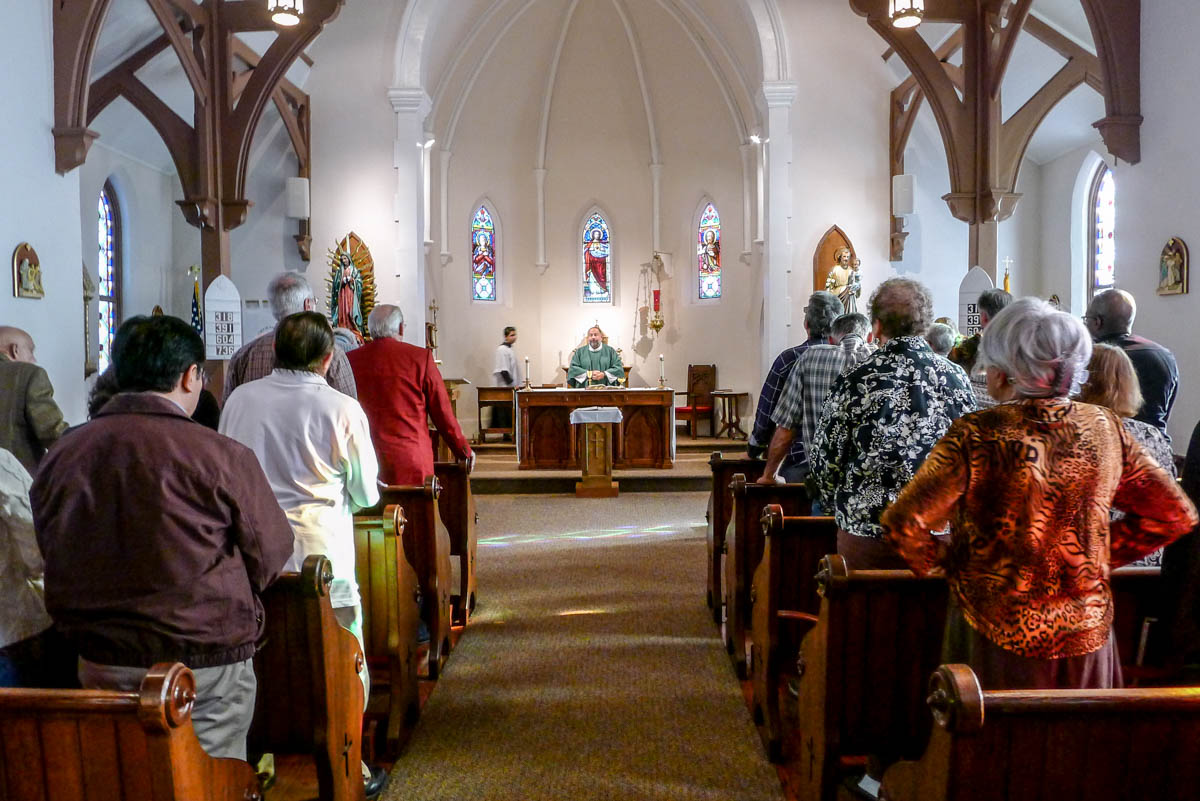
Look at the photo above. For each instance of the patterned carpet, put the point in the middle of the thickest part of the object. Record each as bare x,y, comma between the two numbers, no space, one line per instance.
591,669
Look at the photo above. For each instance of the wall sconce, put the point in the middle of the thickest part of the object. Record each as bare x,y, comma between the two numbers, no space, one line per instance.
906,13
298,202
285,12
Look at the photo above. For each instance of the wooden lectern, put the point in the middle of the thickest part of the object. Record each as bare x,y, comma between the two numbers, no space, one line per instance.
597,480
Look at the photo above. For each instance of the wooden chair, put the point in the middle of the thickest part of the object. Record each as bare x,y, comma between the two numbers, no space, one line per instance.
863,668
78,745
720,507
390,613
456,505
699,398
743,552
1067,745
309,706
427,548
785,603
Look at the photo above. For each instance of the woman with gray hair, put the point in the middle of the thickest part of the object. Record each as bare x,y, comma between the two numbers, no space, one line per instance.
1026,488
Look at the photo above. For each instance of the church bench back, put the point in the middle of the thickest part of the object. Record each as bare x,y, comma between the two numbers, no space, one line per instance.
389,591
743,552
785,604
863,668
84,745
456,505
427,547
1067,745
310,696
720,507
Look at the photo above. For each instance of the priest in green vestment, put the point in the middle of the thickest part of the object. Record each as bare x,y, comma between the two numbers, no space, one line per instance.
595,363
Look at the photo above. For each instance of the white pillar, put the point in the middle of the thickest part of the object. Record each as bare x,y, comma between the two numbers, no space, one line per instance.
777,211
657,206
540,179
748,191
406,285
444,180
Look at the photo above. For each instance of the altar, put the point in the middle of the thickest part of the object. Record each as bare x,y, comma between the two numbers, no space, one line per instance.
645,438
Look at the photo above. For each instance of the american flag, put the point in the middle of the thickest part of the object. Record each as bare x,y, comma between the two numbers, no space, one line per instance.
196,308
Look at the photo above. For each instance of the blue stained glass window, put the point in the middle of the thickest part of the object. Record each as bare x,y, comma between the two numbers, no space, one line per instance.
483,256
109,276
597,260
708,253
1104,227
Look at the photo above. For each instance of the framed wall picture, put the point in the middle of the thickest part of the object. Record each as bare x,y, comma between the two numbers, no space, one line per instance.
1173,267
27,272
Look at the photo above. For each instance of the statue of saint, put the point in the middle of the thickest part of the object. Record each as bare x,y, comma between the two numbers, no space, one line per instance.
347,288
845,281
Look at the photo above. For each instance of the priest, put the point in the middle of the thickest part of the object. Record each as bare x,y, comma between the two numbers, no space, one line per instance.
595,365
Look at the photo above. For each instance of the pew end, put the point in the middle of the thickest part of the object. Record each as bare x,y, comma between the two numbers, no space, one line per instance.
75,745
1069,745
310,703
390,613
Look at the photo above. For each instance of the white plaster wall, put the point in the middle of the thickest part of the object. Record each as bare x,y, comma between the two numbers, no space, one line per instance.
1157,197
40,206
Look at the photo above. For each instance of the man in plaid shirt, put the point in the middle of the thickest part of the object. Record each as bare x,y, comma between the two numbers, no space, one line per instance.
808,386
819,315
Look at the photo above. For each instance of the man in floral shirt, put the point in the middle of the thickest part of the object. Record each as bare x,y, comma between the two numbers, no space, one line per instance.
881,421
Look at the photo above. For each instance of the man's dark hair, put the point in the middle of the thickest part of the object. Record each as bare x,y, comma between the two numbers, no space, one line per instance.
993,301
852,323
151,353
903,307
303,341
822,309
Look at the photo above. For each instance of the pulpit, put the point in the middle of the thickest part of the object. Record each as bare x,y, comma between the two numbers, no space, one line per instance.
597,480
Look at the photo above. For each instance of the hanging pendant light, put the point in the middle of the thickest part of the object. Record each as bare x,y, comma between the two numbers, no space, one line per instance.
285,12
906,13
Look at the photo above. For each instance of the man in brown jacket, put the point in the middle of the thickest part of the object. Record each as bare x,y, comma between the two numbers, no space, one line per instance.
30,421
159,535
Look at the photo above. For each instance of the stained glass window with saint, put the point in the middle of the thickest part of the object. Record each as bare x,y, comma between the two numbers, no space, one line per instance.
708,253
108,290
483,256
597,260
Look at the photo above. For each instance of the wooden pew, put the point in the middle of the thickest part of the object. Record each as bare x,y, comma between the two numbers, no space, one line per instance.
720,507
1067,745
785,604
863,669
77,745
427,547
390,613
743,552
309,704
456,505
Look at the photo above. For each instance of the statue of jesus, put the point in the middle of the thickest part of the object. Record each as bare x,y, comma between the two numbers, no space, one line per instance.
595,363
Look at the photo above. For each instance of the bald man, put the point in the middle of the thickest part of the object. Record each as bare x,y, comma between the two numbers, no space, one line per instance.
30,421
1110,320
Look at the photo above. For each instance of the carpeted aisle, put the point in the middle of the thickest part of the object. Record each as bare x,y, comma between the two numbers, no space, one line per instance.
592,668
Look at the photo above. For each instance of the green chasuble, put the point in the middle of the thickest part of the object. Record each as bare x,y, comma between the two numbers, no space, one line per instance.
587,360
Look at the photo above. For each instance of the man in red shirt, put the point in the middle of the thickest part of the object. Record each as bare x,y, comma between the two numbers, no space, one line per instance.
400,387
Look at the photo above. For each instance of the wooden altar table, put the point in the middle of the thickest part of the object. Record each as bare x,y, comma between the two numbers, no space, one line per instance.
643,439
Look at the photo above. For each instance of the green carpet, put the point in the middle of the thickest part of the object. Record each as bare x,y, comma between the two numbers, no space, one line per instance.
591,669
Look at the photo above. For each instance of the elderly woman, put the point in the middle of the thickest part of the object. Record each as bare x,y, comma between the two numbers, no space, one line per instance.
1026,487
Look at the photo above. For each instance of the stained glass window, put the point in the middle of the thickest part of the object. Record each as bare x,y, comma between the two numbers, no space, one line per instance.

Your task:
Restate the preceding entries in full, word for word, with the pictures removed.

Solution below:
Look at the photo above. For each instance of the patterned carpet, put the point in the middle of the thickest part of the object. Record each as bare x,y, comma between the two numbers, no space, one line per instance.
591,669
Look at the photo above. For each instance of the wall sconce, put the point in the middle of the thickest part of the object. Record each as bare x,y, comma between the two numbers, no space, one line per instance.
906,13
298,202
285,12
Look at the photo above. For each instance of the wooden lectern, put the point in the middle of the thickest part of the object. Record each as bare x,y, comma between the two numbers, no space, one line per instance.
597,480
Look at the photo above. For each instance of the wooden chair, put the point in the middle of the thickest part of the object. Record each as bare x,y, comma between the two numbers, no space, one line per instance.
863,668
78,745
720,507
390,613
456,505
699,398
743,552
1067,745
309,706
427,548
785,603
Look at the photo above. For each instance of the woman with gray hair, put the point in the middle of the thickest part of the object. Record each as bare x,y, comma between the two numbers, no space, one line per instance.
1026,488
Look at the photo above. For each instance of the church bench back, put the point in the middle of the thickest part of the object. Record each as bare x,y, comma between the two numbers, no space, one line per instance.
389,591
743,552
785,604
863,668
84,745
456,505
427,547
1067,745
310,696
720,507
Look at the photo above. For each instance of the priest in green vestment, put the point in the middle of the thickest part of the object. Record each as bare x,y, comma between the two numbers, no space, one line per instance.
595,363
Look at the photo above. For each instance of the white pillar, put the point in the middle of the thickest part of the object. Record each as bare x,y, comma between the two numbers, no space, one line per instance.
777,211
657,206
540,179
748,191
406,285
444,180
Look at the photo above. For each instance of the altar, put the point in the middle of the thickest part of the object. Record each as bare x,y, comma between the two numbers, no space, one line per instance.
645,438
Look at the photo above. For each instance of the american flag, put the point in the middle of the thickest part of the object. Record each as bare x,y, comma between the two numbers, no space, one line per instance.
196,308
Look at the photo above. For each instance of the blue stained glass window, put the point in the middle of the thickest part of the object. Record each as bare x,y, comma between the two numbers, no space, one line per instance.
483,256
109,276
597,260
708,253
1104,227
Look at the photo above. For each instance of the framed wall picture, put the point in the middle of the thickest part of the object. Record each as bare x,y, comma between the two numbers, no space, one line per instance.
1173,267
27,272
Look at the photo above. For each instance of the statue of saint, put the point in the middle of the thickest part of the object. Record each as bare x,y, comma between the two numbers, no space, one line per instance.
347,288
845,281
Look at the photo above. For each instance of the priest, put the point in the middle of the thickest part of the object. Record each as bare x,y, comma between the two numbers, no space, one line per instance.
595,365
Look at the photo above. For each instance of the pew end, put the point in the middle of the thickest part of the object. Record each as bare x,y, comma between the two numbers, no space, one line per instance.
75,745
1069,745
310,703
390,613
Look at the photo above. For each instance of the white plaster wall, put the point in the middle of the thickest part of the object. Record each as bare x,y, comma between the two numbers, no space, one line per instance.
1157,197
40,206
Look at the photo above. For each instance of the man in plaid shirt, put the point in the middle of the thickest part of the object. Record each as bare x,y, comma between the two numbers, no space, one line per instance.
808,386
819,315
Look at the photo above. For each instance of the man in floral shirt, put the point in the middle of the thickest part of the object. Record each as bare x,y, comma between the two numbers, no space, one line per instance.
881,421
Look at the photo above. For each instance of the man's dark hair, put the point in the middle of the thickest part of the object. Record each as bare x,y, comma between the two numbers, no space, one line per instance.
993,301
852,323
151,353
903,307
303,341
822,309
Look at the photo above. For each instance of the pulpit, put the point in the middle of the thickest part of the object. Record each as bare x,y, comma between the two numbers, no space, one line per instance.
597,480
Look at the photo above. For each instance of the hanging pendant light, put the point in the middle of the thickest part of the object. Record each as bare x,y, comma between the two numbers, no space, one line per instance.
285,12
906,13
Look at the photo above. For each instance of the man in brown jacket, put the point in the middle of the thickest part of the object. Record each as bare x,y, comma between the two numbers, no space, one line per instance.
30,421
159,535
Look at the photo above. For each instance of the stained glass window with saint, put the point in the middle of the thickest part of the object. Record each as bare x,y, comma between the two numbers, no space, one line per instance.
708,253
108,290
483,256
597,260
Look at the photo above. For each instance of the wooden pew, put the point in the middle of the thickest part of the object. Record each as bare x,y, comma between the two numbers, no space, one line per instance.
720,507
1067,745
785,604
863,669
77,745
427,547
390,613
743,552
309,704
456,505
Look at the photo above. For each instance of the statue of jesus, put the point in the middle of the thickest part of the object. Record each as bare x,y, comma between the two numbers, no space, one line per instance.
595,363
Look at the photo above. For each instance of the bald man, put the point in the middle of the thickest part of the object. Record each as bare x,y, comma between the two numbers, no space, one line per instance.
30,421
1110,320
Look at the photo above. For each instance of the carpeted aisle, put the point in the middle of the thickest part of the object. Record each as bare x,y, comma between the two numbers, no space, one line per instance.
592,668
Look at the photo above. For each instance of the green chasuble, put the point in the middle of the thickest part of the object. Record each as bare x,y, comma between the two numbers, no space, one line per instance.
587,360
Look at the photo above. For each instance of the man in red shirt, put the point in the middle of the thickest part of the object. Record each as bare x,y, comma between the two numbers, no space, one line per instance.
400,387
Look at the photo above. For each instance of the wooden altar table, put the point in the middle of the thickest part of the object. Record each as bare x,y, comma between the two numbers, no space, one line per instance.
643,439
Look at the photo above. For each instance of the green carpet, put the point in the middle of the thickest part of the object. Record each as bare x,y, comma between the two numbers, no space, one line per instance.
591,669
Look at the photo above. For each instance of the elderly woman, put the point in the middle of the thickest part of the object. Record each as bare x,y, comma between the two numbers, no space, one line per instance.
1026,487
Look at the photo above. For each instance of the stained glass window, put the point in the middle of the thickest part of the object. Record each as bare x,y, comma between the two numbers, no space, one line per instance.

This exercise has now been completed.